The Trianon syndrome or Trianon trauma (Trianon szindróma or Trianon trauma) is the name given to a social phenomenon mostly occurring in Hungary. It consists of resentment about the consequences of the 1920 Treaty of Trianon and the belief that Hungary was better in the past than in the present. The Treaty of Trianon was a peace treaty signed after World War I through which the Kingdom of Hungary lost over two-thirds of its land to Austria, Czechoslovakia, Italy, the Kingdom of Serbs, Croats and Slovenes (later renamed to Yugoslavia), Poland and Romania. The Trianon syndrome may also be considered as existing in some of these countries in the form of worry about Hungarian revisionism.

The Trianon syndrome had great relevance in Hungary from 1920 to 1945, after which the country was occupied by the Soviet Union, and re-emerged following the end of Soviet influence in 1990, with current Hungarian society being divided between those who remain resentful about the Treaty of Trianon and those who prefer to forget it. The Trianon syndrome has been exploited by nationalist and populist politicians in Hungary, particularly by the political party Fidesz during its rule in the country, and Viktor Orbán during his tenure as Prime Minister of Hungary. This has been done through commemorations, nationalist rallies and the raising of monuments. For instance, since 2010, every 4 June is commemorated in Hungary as the Day of National Unity, originally approved with the hope of bringing Hungary closer to the Hungarian diaspora living outside of the country.

Hungarian media has also suggested that the Trianon syndrome is found in Romania as well, among politicians and nationalist intellectuals. As the centenary of the signing of the treaty got closer, articles on the treaty in Romanian media increased in number. Furthermore, a Romanian politician, Titus Corlățean, pushed for the declaration of 4 June as the Trianon Treaty Day in Romania to celebrate the union of Transylvania with the country. This holiday was in the end promulgated on 18 November 2020 by the then President of Romania Klaus Iohannis.

The administrative division of Slovakia, which disadvantages the Hungarian minority of the country, and the non-recognition of the independence declaration of Kosovo by both Romania and Slovakia have also been attributed to the Trianon syndrome by Hungarian media.

Study material:
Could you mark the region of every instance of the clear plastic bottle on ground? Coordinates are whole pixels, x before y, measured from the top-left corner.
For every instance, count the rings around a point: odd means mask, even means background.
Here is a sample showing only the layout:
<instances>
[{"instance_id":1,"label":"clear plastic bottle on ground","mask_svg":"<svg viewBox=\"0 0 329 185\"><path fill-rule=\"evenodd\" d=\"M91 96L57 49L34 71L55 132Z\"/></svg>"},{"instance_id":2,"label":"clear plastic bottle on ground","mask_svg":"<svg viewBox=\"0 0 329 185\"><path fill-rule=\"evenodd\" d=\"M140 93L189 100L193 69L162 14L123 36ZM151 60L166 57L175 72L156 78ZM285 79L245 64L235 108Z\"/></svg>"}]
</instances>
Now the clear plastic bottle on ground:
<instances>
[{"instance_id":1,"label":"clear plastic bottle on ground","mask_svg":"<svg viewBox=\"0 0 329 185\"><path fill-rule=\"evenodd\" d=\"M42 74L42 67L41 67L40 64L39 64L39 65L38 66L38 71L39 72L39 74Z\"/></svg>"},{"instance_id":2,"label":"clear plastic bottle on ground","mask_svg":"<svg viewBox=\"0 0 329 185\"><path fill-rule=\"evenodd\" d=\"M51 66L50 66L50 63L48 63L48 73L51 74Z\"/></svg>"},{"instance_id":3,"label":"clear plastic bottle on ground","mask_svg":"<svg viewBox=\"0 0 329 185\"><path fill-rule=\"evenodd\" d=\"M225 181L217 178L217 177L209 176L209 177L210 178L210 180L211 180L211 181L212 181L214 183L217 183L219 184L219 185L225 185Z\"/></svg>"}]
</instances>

---

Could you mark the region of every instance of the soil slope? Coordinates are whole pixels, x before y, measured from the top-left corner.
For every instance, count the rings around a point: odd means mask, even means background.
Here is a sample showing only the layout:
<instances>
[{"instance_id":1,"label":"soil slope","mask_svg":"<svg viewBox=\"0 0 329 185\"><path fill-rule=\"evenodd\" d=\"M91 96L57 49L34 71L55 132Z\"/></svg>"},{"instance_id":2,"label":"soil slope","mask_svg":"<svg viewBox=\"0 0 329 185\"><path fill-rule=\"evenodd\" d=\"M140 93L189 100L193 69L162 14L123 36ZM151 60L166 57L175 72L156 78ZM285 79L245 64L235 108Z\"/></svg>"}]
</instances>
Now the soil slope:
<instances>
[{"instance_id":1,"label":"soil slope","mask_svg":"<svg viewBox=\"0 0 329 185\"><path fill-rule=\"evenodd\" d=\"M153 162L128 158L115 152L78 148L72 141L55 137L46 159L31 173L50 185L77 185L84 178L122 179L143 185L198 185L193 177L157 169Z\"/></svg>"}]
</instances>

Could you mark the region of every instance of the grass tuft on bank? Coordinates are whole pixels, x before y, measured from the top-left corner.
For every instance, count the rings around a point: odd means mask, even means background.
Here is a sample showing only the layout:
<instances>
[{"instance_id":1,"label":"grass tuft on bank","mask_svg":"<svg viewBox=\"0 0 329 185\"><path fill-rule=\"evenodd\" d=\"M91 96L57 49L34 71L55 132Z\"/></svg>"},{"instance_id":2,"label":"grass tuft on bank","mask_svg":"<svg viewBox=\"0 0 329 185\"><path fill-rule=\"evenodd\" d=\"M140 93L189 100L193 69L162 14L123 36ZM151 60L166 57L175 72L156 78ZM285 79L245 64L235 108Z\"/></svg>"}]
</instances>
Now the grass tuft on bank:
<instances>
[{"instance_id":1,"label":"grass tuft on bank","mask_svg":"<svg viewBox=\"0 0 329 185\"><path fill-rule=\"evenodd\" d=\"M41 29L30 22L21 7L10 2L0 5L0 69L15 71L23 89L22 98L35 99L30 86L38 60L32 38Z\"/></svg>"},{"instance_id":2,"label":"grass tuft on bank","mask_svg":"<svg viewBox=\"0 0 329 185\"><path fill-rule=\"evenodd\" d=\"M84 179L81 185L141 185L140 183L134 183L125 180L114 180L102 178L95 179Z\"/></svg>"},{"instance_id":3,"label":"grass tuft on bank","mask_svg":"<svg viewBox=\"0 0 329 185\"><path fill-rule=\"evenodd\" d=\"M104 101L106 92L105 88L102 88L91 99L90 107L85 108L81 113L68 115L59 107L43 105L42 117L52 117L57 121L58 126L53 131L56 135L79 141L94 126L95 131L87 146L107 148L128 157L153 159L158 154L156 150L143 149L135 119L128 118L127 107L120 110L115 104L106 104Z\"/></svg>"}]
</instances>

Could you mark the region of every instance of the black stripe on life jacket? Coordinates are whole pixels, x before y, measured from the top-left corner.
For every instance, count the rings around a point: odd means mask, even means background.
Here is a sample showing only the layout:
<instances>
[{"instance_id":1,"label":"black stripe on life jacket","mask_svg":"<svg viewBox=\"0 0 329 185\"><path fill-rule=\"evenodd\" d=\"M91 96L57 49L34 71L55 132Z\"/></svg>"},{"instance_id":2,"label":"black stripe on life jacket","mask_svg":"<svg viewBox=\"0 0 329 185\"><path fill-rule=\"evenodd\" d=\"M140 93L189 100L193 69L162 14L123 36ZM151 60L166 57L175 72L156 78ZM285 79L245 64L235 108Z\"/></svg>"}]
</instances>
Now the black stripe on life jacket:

Required action:
List every country that the passage on the Trianon syndrome names as having received land lost by the Kingdom of Hungary under the Treaty of Trianon.

Final answer:
- Austria
- Czechoslovakia
- Italy
- the Kingdom of Serbs, Croats and Slovenes (later renamed to Yugoslavia)
- Poland
- Romania